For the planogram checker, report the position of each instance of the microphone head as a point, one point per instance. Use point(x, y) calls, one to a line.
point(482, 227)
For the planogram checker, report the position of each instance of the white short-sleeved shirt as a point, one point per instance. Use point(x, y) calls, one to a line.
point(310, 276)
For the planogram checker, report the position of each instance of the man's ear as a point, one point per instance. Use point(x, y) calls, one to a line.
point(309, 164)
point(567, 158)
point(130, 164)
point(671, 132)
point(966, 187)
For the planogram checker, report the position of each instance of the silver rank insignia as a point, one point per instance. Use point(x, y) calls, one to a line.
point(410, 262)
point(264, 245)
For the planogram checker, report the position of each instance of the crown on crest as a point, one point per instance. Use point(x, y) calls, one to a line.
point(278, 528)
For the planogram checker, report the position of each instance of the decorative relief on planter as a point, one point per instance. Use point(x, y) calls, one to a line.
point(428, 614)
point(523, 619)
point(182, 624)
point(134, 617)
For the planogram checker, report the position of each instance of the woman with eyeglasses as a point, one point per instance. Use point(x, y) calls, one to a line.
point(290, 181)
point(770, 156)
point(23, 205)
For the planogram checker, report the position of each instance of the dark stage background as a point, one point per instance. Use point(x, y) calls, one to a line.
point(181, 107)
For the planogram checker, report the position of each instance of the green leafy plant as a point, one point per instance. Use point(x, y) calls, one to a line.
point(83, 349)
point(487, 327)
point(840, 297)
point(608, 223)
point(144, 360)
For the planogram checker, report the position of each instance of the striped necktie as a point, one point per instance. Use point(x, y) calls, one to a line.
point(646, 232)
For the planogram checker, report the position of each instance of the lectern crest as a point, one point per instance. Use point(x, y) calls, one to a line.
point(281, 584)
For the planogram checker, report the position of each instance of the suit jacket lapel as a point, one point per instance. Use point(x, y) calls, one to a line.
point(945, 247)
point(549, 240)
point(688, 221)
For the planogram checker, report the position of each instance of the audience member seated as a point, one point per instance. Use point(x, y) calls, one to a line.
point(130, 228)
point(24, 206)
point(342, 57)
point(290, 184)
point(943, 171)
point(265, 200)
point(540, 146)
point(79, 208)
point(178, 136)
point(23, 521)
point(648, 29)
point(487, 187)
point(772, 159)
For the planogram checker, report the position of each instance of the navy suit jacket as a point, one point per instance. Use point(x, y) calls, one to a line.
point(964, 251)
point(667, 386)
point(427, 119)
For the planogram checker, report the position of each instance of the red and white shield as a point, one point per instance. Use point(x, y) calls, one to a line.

- _Required work_
Rewrite all of the entries above, putting "shelf audit tool" wherever "planogram checker" appears and leaving every other word unchanged.

- _Answer_
For the shelf audit tool, report the position of each instance of the microphone head as a point, one point per instance. Use point(x, y) calls, one to a line.
point(482, 227)
For the shelf audit tool, report the position of each instance of the white short-sleeved shirt as a point, one point per instance. Use point(x, y) calls, one to a line.
point(310, 276)
For the shelf audit tool, report the position of each instance of the man's ear as a point, one point per instance. Use point(x, y) calls, one to a line.
point(309, 164)
point(567, 158)
point(130, 164)
point(671, 132)
point(966, 187)
For the shelf audit tool, report the position of each instance of the silver rank insignia as a point, one point per instance. Use point(x, y) calls, one to a line.
point(410, 262)
point(264, 245)
For the shelf audit tool, report the position of each instance of the crown on crest as a point, one point per instance. Use point(x, y) calls, one to a line.
point(278, 528)
For the shelf audit tool, report the position of each instance of the decorative relief on planter as a point, one point per instance. Use point(x, y) calls, one to a line.
point(428, 614)
point(523, 619)
point(182, 624)
point(134, 617)
For the shelf audit tool, report the position of each instance of the woman with eyeglasses as a point, one point per instance. Use point(x, y) calls, one to a line.
point(290, 181)
point(770, 156)
point(23, 205)
For the shelf audit tool, report the position of each instance of the dark stage background as a point, one point per instance. Use point(x, y) calls, one to a line.
point(181, 107)
For the shelf audit tool, report the position of each instance of the green leafy plant as a point, one point per instance. Use point(x, y) calls, one to a line.
point(83, 349)
point(487, 327)
point(840, 297)
point(608, 223)
point(144, 360)
For the shelf audit tool, report the position of each instance of the striped necktie as a point, one point per instance. Use point(x, y) calls, one to a line.
point(646, 232)
For the shelf audit tool, report the position of each instance of the lectern crest as a point, one point per instance. Use point(x, y) calls, one to a line.
point(281, 584)
For the shelf audit tool, report the position of each instance of the suit jacket lapel as a point, one point per instance. Use point(x, y) calls, one to a line.
point(945, 247)
point(549, 240)
point(688, 221)
For the shelf audit tool, report the position of each instance of the audience member seated as a point, one point per instance. Use point(x, y) calls, one to a line.
point(130, 228)
point(24, 206)
point(342, 57)
point(290, 184)
point(943, 171)
point(265, 200)
point(540, 146)
point(79, 208)
point(178, 136)
point(23, 521)
point(648, 29)
point(487, 187)
point(772, 159)
For the shelf audit tool, report the position of each instance of the navy suit jacket as a point, one point per instance. Use point(x, y) calls, one to a line.
point(964, 251)
point(667, 386)
point(427, 119)
For the shelf audit tool, report the position of each instance of the red and white shield as a point, one point per instance. Use point(x, y) calls, one to a line.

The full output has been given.